- [Exercise a]:
Print everything from "Year-End Planning Checklist" down to "be funded later." in the retirement plan passage, word for word.
= = = =
At income levels below $280,000, the Solo 401(k)'s employee deferral component gives it a substantial advantage over the SEP IRA. The SEP IRA only reaches the same total as the Solo 401(k) at approximately $280,000 of net SE income, where 25% hits the $70,000 cap.

Interaction with SECURE 2.0 Act Changes

Three SECURE 2.0 provisions significantly affect plan selection advice for 2025 and beyond:

Super catch-up contributions (§109): Participants aged 60, 61, 62, or 63 may make catch-up contributions of $11,250 in 2025 to 401(k) plans (including Solo 401(k)) and $5,250 to SIMPLE IRA plans, in lieu of the standard catch-up. This provision does not apply to SEP IRAs — there are no catch-up contributions for SEP IRAs regardless of age.

Roth catch-up requirement (§603, effective 2026): For participants earning more than $145,000 in FICA wages in the prior year, all catch-up contributions to employer plans must be designated as Roth. This will affect Solo 401(k) owners who pay themselves a salary exceeding the threshold.

Long-term part-time employee deferral eligibility (§125): Employees with 500+ hours per year for 2 consecutive years (reduced from 3 years) must be offered deferral eligibility in 401(k) plans beginning January 1, 2025. Solo 401(k) plan owners with part-time staff who work 500+ hours should review whether their workforce structure disqualifies them from maintaining a solo plan.

Year-End Planning Checklist for Retirement Plan Decisions

For clients who have not yet established a plan for the current year, use this decision sequence as part of your year-end tax planning process:

Before December 31:

  • Is the client self-employed with no full-time employees? → Open a Solo 401(k) and elect deferral amount by December 31. Profit-sharing contribution can be funded later.
  • Does the client have employees and want them to have deferral access? → Establish a SIMPLE IRA (if before October 1) or plan a SIMPLE IRA for next year.
  • Does the client have employees and want employer-only contributions? → SEP IRA can wait until filing deadline; no December 31 urgency unless setting up Solo 401(k).

After December 31 but before tax filing deadline:

  • Client has no prior plan? → Open SEP IRA. Contribute up to 25% of W-2 / 20% of net SE income by the return due date including extensions (typically October 15 for extended returns).
= = = =
- [Exercise b]:
Update the rows from the line containing "Q: Locate a point on each instance of the illuminated" down to the end of the rows, swapping "window" for "doorway" and keeping everything else unchanged. Return only those lines.

- [Data listing]:
= = = =
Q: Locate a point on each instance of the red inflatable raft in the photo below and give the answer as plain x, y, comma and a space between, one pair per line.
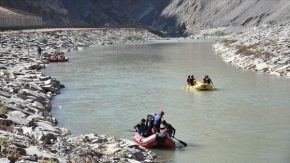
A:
58, 60
158, 139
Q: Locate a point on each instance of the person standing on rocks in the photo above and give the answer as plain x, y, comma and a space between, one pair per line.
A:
188, 80
157, 121
141, 128
39, 50
207, 80
192, 80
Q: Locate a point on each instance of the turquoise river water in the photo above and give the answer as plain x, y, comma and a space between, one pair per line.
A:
108, 89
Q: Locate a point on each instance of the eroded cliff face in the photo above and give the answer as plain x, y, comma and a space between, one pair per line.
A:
166, 15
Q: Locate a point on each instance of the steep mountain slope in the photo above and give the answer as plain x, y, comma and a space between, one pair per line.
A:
52, 11
167, 15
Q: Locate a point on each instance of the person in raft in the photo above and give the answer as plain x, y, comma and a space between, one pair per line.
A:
207, 80
188, 80
157, 121
168, 129
141, 128
192, 80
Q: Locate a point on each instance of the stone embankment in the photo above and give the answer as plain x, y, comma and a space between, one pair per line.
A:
264, 49
28, 133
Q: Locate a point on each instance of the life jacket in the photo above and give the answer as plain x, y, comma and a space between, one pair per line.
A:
188, 81
157, 120
142, 127
167, 130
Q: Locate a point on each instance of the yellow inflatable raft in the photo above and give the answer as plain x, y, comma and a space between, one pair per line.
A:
199, 86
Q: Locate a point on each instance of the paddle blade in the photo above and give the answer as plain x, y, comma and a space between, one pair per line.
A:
181, 142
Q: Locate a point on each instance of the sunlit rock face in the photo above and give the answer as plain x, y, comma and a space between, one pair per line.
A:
166, 15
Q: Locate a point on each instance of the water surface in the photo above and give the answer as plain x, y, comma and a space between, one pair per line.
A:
110, 88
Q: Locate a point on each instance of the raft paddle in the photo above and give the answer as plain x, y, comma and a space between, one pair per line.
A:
182, 142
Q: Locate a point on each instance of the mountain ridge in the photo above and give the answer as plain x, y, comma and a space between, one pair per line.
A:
172, 16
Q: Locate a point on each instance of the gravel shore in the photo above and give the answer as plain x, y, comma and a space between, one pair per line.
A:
264, 49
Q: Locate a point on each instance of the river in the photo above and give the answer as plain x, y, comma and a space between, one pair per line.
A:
108, 89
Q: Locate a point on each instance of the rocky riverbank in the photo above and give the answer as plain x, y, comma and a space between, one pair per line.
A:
28, 133
264, 49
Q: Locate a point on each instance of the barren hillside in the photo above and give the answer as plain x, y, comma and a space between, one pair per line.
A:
173, 16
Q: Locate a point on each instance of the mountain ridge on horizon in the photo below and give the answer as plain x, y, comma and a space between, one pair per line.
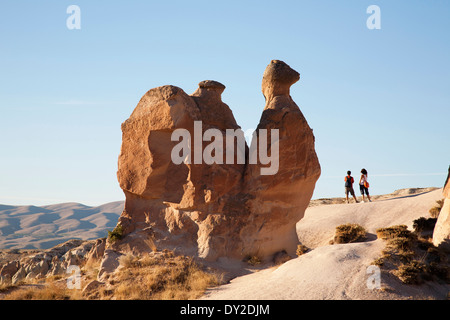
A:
43, 227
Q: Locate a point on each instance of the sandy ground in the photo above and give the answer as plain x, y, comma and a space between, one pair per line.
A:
341, 271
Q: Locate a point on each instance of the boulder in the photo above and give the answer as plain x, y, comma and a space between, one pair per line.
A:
9, 268
441, 234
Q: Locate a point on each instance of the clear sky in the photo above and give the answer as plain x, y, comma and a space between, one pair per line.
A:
378, 99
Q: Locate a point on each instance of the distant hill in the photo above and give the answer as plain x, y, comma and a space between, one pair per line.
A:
31, 227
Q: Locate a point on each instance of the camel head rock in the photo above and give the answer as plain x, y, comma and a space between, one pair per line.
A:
220, 208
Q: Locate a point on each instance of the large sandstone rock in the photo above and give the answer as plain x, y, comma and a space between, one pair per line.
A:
441, 234
215, 203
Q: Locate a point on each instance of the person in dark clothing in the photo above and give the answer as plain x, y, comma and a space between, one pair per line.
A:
349, 186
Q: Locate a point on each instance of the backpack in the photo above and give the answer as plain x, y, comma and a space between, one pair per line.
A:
348, 181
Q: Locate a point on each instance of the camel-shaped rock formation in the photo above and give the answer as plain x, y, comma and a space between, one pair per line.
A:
231, 207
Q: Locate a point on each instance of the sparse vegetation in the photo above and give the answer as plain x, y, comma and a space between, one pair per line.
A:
301, 249
434, 211
424, 224
161, 276
410, 258
348, 233
158, 275
252, 260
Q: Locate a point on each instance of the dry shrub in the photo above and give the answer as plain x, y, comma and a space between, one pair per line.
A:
434, 211
252, 260
301, 249
411, 258
51, 291
393, 232
348, 233
162, 276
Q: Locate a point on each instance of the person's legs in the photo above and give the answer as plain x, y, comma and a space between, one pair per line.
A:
367, 193
353, 194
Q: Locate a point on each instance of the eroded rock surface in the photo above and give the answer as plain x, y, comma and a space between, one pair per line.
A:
244, 207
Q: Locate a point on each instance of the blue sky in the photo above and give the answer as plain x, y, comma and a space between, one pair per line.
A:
377, 99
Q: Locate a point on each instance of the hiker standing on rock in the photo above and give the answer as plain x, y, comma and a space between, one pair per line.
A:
349, 186
364, 185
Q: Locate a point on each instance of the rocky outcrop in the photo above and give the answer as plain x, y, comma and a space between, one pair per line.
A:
193, 185
51, 262
441, 234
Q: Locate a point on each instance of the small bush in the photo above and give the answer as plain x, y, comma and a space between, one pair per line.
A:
434, 211
348, 233
411, 273
424, 224
116, 234
412, 259
252, 260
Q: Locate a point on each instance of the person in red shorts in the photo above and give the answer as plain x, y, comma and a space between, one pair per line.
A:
349, 186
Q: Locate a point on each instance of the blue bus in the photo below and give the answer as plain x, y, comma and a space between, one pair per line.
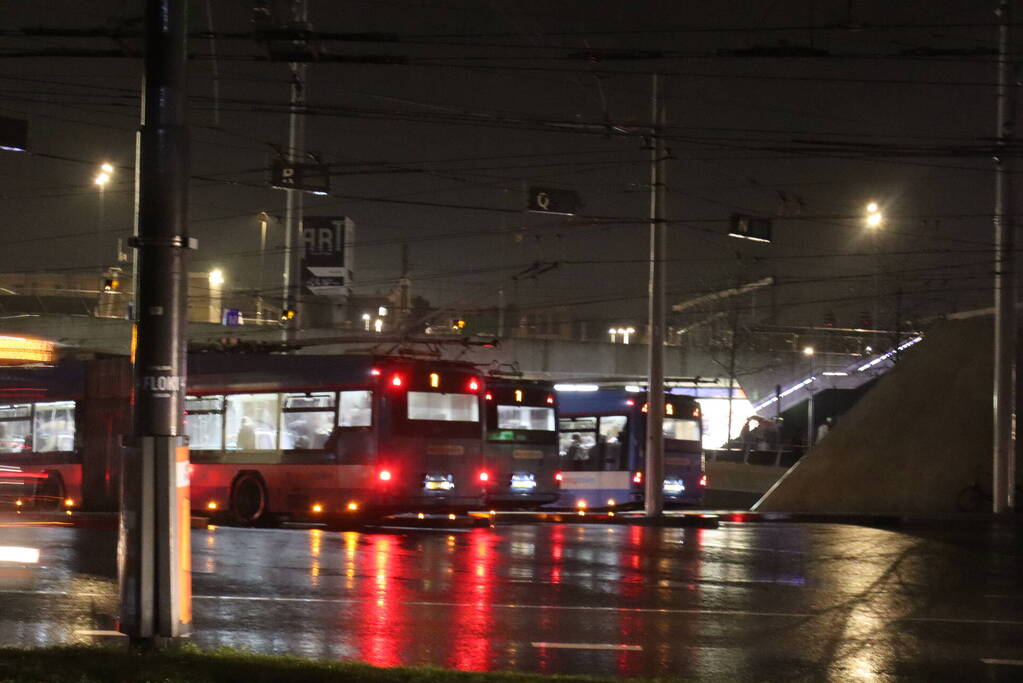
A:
602, 441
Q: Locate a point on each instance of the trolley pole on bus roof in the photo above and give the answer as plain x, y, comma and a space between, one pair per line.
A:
654, 475
153, 553
1004, 470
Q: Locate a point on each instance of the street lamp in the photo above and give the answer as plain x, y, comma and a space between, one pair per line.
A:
874, 218
808, 352
99, 180
264, 220
215, 307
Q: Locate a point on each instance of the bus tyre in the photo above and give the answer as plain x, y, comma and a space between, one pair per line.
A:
50, 494
249, 498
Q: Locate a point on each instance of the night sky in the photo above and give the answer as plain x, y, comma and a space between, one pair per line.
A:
892, 101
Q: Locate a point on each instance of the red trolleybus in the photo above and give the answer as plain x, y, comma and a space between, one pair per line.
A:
603, 437
521, 446
318, 438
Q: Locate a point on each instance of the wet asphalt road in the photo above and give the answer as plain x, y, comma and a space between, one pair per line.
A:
742, 602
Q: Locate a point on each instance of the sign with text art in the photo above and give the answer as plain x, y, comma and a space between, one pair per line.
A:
326, 255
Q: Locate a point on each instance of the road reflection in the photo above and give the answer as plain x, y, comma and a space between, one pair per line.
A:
740, 602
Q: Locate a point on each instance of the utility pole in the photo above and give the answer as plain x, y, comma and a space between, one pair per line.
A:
153, 552
654, 488
1004, 466
296, 152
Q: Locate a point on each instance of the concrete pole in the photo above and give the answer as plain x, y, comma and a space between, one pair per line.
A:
294, 198
654, 489
1004, 469
153, 553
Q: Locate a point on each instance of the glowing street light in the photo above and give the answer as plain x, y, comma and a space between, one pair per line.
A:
874, 217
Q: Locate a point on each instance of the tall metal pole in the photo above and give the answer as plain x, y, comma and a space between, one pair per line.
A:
153, 549
1004, 470
264, 219
296, 152
654, 489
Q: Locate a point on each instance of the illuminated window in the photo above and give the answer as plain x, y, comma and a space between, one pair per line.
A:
= = = =
- [Output a]:
Year-End Planning Checklist for Retirement Plan Decisions

For clients who have not yet established a plan for the current year, use this decision sequence as part of your year-end tax planning process:

Before December 31:

  • Is the client self-employed with no full-time employees? → Open a Solo 401(k) and elect deferral amount by December 31. Profit-sharing contribution can be funded later.

- [Output b]:
Q: Locate a point on each instance of the illuminated doorway in the photo above and give the answer as plain x, y, comma and a space between, one pair per line.
A:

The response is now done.